[[ Records for this task, beginning ]]
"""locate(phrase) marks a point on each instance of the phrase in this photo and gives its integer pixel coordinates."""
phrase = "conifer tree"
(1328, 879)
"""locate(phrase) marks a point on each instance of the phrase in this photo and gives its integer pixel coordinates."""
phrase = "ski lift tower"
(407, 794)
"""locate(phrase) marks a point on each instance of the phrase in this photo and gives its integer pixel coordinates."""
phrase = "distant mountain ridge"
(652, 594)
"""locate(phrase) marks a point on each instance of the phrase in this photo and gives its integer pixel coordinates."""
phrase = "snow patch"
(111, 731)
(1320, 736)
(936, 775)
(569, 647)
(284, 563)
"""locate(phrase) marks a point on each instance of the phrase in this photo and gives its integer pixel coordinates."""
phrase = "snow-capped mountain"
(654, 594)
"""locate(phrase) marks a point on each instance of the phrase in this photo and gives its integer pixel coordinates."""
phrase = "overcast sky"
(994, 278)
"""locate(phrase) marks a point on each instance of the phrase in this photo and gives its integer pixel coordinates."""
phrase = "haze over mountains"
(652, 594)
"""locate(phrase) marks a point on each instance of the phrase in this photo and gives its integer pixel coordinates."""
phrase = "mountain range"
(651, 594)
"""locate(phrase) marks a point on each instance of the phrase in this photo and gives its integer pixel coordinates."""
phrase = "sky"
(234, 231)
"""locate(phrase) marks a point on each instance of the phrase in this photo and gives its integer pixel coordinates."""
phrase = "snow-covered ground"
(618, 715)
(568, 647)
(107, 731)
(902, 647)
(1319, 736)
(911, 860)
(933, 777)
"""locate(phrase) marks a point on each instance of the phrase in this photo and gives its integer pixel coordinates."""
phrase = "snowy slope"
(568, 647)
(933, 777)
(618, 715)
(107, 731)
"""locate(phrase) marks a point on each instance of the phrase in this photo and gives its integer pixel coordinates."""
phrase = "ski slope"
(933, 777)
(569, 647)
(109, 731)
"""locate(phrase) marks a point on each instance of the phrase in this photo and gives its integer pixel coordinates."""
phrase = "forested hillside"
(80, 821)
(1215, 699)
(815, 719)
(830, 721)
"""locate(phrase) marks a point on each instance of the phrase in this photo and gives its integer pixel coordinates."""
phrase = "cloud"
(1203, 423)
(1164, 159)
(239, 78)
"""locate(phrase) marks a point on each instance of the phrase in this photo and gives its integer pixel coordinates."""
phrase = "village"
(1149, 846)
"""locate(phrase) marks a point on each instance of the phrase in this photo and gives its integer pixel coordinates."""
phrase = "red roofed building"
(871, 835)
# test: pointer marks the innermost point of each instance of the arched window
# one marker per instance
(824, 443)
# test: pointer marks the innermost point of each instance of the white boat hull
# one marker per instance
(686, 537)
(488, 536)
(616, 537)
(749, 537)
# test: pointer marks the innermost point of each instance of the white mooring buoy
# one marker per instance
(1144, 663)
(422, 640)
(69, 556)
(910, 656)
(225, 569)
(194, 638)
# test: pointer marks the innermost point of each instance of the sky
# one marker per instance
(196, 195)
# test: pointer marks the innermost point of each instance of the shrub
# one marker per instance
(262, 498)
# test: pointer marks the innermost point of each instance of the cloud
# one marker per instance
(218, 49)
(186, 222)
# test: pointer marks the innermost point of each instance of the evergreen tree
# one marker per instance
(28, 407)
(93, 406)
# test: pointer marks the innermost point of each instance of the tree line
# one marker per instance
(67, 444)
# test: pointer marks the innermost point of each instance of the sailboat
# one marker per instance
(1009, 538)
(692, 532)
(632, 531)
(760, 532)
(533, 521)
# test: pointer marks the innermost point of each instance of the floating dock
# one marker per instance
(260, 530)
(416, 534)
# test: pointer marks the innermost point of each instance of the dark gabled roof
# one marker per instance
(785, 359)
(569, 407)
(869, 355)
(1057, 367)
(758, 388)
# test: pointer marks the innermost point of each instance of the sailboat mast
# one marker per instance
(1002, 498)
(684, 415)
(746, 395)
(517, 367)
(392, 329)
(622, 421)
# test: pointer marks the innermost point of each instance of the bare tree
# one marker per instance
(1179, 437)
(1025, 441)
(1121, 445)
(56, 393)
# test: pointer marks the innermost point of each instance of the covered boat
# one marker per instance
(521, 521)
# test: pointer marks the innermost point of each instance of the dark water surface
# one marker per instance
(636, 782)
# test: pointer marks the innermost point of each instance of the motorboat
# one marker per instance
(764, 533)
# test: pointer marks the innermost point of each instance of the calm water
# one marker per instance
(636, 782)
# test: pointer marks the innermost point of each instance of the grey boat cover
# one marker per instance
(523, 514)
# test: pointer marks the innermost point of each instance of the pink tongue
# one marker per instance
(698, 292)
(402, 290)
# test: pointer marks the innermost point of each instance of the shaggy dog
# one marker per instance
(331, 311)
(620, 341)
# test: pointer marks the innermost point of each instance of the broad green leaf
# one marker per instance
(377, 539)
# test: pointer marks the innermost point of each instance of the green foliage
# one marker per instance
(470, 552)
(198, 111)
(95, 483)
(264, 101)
[[ Records for this task, end ]]
* **What to work on**
Keeping every line exactly as it is, retype the entries shown above.

* **Solution to this exercise**
"""locate(phrase) marks a point on each instance of the phrase in this photo and gives its integer pixel coordinates."""
phrase = "conifer tree"
(1328, 879)
"""locate(phrase) marks a point on each instance of the phrase in this photo and gives its integer pixel coordinates."""
phrase = "ski lift tower"
(407, 794)
"""locate(phrase) marks a point on each instance of the phrase in this photo and gives its integer pixel coordinates."""
phrase = "distant mountain ridge"
(652, 594)
"""locate(phrase) marks a point on each instance of the phrase in this photo and gives its integer pixel coordinates."""
phrase = "snow patch"
(111, 731)
(1320, 736)
(936, 775)
(569, 647)
(284, 563)
"""locate(phrase) marks a point on each instance of the phrase in this photo and gives its integer pixel coordinates."""
phrase = "snow-capped mountain"
(654, 594)
"""locate(phrase) marks a point on each instance of the phrase in this photo and gives its integer pixel coordinates."""
phrase = "overcast sky"
(994, 278)
"""locate(phrase) marks a point on each instance of the phrase in this photo and gives its integer pixel coordinates."""
phrase = "haze over mountains"
(652, 594)
"""locate(phrase) marks a point on each instance of the phrase in this photo and gives its integer pixel coordinates."""
phrase = "mountain range"
(651, 594)
"""locate(phrase) marks a point on each instance of the phrase in this photo and gives its integer pixel coordinates."""
phrase = "sky"
(234, 231)
"""locate(phrase) marks a point on each instance of the phrase in this photo and gives its integer pixel coordinates."""
phrase = "snow-covered ground"
(618, 715)
(568, 647)
(107, 731)
(902, 647)
(1319, 736)
(911, 860)
(933, 777)
"""locate(phrase) marks a point on each instance of the phrase in this photo and gives its integer pixel coordinates."""
phrase = "snowy slope"
(568, 647)
(933, 777)
(618, 715)
(107, 731)
"""locate(phrase) marks a point on each instance of the phrase in this photo and gives its integer pixel coordinates."""
phrase = "ski slope"
(933, 777)
(569, 647)
(109, 731)
"""locate(phrase) marks a point on each instance of the phrase in this photo and gives its integer pixel coordinates."""
phrase = "forested hillside"
(80, 821)
(1215, 699)
(815, 719)
(830, 721)
"""locate(phrase) marks a point on each instance of the phrase in this photo and gives its integer pixel coordinates."""
phrase = "cloud"
(1203, 423)
(1164, 159)
(239, 78)
"""locate(phrase) marks a point on each instance of the phrase in this photo and gives its integer pixel coordinates."""
phrase = "village"
(1149, 846)
"""locate(phrase) marks a point on each instance of the phrase in this photo and gives its integer pixel coordinates."""
phrase = "red roofed building"
(871, 835)
# test: pointer marks the innermost point of each instance of the arched window
# one marker per instance
(824, 443)
# test: pointer marks the innermost point of each instance of the white boat hull
# one marker per instance
(686, 537)
(488, 536)
(616, 537)
(749, 537)
# test: pointer marks the innermost point of each instance of the white mooring buoy
# one marker per instance
(1144, 663)
(422, 640)
(69, 556)
(910, 656)
(225, 569)
(194, 638)
# test: pointer marks the innermost point of each instance of the sky
# one marker per instance
(196, 195)
# test: pointer marks the innermost point of each instance of the shrub
# one marker per instance
(262, 498)
# test: pointer marks the innermost point of each instance of the cloud
# one marker per instance
(218, 49)
(186, 222)
# test: pointer marks the innermost point of each instance of the evergreen tree
# one marker per instance
(28, 407)
(93, 406)
# test: pointer marks the innermost point of each instance of the tree line
# one marker per instance
(67, 444)
# test: pointer marks the innermost point of each instance of the sailboat
# one marker per instance
(1009, 538)
(692, 532)
(632, 531)
(760, 532)
(533, 521)
# test: pointer marks the innermost point of each instance of the floating dock
# one marker per instance
(260, 530)
(416, 534)
# test: pointer marks the innermost point of each instance of the dark gabled roof
# one marker per instance
(785, 359)
(569, 407)
(869, 355)
(1057, 367)
(758, 388)
# test: pointer marks the innermost point of each instance of the sailboat mast
# one marker per instance
(1002, 498)
(684, 415)
(746, 395)
(517, 367)
(392, 329)
(622, 421)
# test: pointer marks the innermost point of each instance of the bare tree
# one marker per instance
(1179, 437)
(1025, 441)
(1121, 445)
(56, 393)
# test: pointer marks the innermost point of each instance of the covered boat
# one marker per instance
(521, 521)
# test: pointer marks the innermost point of each instance of the dark water surface
# one marker per instance
(636, 782)
# test: pointer marks the innermost point of each instance of the motorboat
# one marker per instance
(764, 533)
# test: pointer marks the innermost point of each instance of the calm water
# one marker per instance
(636, 782)
# test: pointer marks the innermost point of each instance of the grey boat cover
# one marker per instance
(523, 514)
# test: pointer marks the innermost point of each instance of the pink tongue
# one marker per instance
(698, 292)
(402, 290)
# test: pointer marks the innermost point of each instance of the shaggy dog
# one marker per instance
(331, 311)
(620, 341)
# test: pointer marks the innermost point of each instance of the broad green leaf
# one marker per instance
(377, 539)
# test: pointer marks the innermost point of each instance of the green foliage
# one marker per instance
(470, 552)
(198, 111)
(95, 483)
(264, 101)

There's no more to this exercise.